Go through the material below and collect every line that contains the word "wooden". Copy each of those lines unchanged.
::: Stored records :::
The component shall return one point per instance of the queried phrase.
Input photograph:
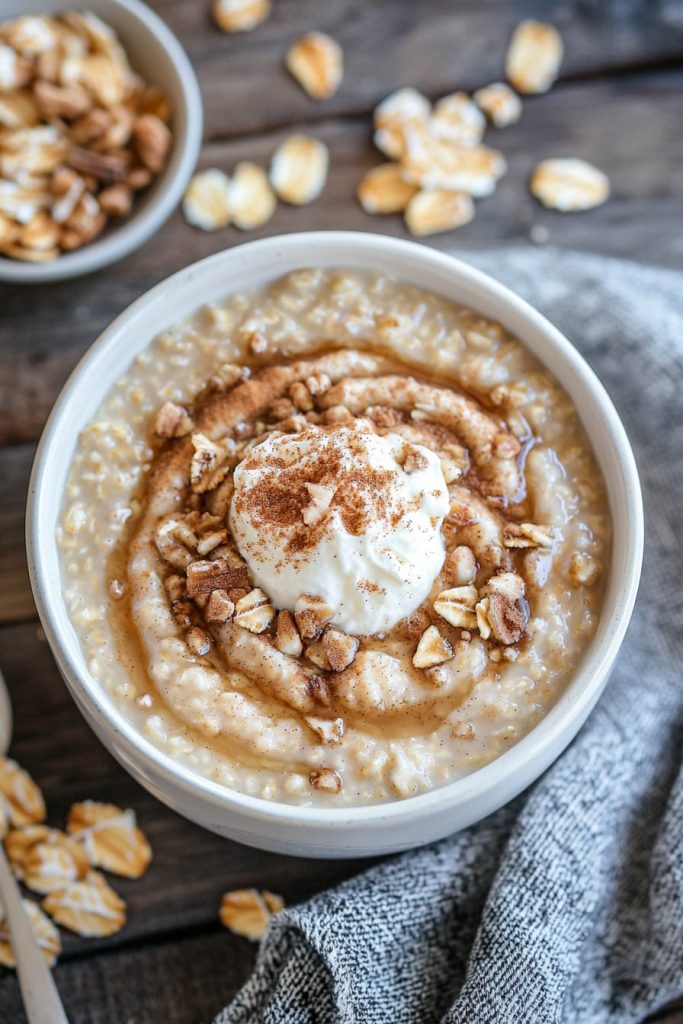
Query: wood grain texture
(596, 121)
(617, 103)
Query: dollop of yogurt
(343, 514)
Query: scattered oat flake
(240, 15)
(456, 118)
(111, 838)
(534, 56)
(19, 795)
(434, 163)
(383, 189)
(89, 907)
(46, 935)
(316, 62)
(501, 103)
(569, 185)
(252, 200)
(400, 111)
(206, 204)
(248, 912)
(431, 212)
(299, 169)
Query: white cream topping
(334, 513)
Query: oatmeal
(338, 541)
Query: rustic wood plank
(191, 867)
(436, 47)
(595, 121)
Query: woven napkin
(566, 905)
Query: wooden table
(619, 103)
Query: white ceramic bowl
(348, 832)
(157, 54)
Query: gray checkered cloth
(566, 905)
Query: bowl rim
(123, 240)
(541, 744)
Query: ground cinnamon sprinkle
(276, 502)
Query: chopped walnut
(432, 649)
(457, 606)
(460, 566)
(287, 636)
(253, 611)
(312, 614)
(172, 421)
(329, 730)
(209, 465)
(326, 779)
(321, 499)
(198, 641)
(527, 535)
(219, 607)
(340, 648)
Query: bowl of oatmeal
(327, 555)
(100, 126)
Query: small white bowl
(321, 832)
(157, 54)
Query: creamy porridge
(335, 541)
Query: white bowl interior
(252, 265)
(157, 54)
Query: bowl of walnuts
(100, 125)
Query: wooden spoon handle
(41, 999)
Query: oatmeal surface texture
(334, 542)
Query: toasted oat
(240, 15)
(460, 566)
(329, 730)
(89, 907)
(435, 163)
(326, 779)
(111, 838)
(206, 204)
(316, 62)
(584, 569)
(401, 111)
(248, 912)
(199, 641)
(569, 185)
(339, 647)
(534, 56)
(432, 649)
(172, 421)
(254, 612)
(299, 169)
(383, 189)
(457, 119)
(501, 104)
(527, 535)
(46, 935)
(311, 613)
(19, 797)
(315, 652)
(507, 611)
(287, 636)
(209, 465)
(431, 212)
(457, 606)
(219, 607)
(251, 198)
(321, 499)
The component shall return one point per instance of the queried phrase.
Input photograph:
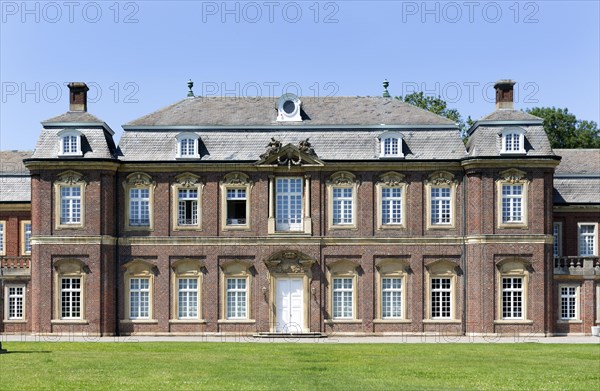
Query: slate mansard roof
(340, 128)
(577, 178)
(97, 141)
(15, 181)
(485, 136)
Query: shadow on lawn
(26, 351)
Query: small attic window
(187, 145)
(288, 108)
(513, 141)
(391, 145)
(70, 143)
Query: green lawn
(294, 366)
:::
::: Stored records :::
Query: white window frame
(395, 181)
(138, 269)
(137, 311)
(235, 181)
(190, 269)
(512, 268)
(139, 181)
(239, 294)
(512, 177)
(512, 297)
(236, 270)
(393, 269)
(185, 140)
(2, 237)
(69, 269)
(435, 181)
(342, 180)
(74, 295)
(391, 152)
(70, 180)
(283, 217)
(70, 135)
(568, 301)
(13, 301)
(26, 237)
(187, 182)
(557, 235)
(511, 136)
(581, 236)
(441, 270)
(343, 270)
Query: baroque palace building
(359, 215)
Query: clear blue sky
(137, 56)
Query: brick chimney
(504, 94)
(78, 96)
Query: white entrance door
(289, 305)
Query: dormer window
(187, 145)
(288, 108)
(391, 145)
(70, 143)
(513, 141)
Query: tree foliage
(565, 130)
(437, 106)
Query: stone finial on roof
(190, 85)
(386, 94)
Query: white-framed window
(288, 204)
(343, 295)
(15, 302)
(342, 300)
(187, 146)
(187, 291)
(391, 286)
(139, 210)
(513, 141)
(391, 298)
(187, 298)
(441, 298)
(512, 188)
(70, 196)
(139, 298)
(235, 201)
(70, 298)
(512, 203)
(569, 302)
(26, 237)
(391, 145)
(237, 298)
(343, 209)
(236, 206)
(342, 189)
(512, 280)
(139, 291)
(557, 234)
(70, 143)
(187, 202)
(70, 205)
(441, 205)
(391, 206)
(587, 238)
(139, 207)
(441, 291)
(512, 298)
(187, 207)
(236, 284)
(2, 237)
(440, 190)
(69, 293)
:::
In response —
Query: wooden table
Query: wooden spoon handle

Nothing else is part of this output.